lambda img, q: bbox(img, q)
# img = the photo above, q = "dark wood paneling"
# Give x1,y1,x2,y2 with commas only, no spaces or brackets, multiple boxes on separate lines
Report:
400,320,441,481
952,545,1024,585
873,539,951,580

____

How to complete this task: Please return the entire listing, unchanged.

Response box:
lambda img, q: bbox(img, q)
# img = the photo above, q = "dark wood paneling"
# Give x1,y1,x2,y2 with commas only, no spaces or brackets, multiple boxes on separate lines
Report:
400,320,441,481
952,545,1024,585
873,539,951,580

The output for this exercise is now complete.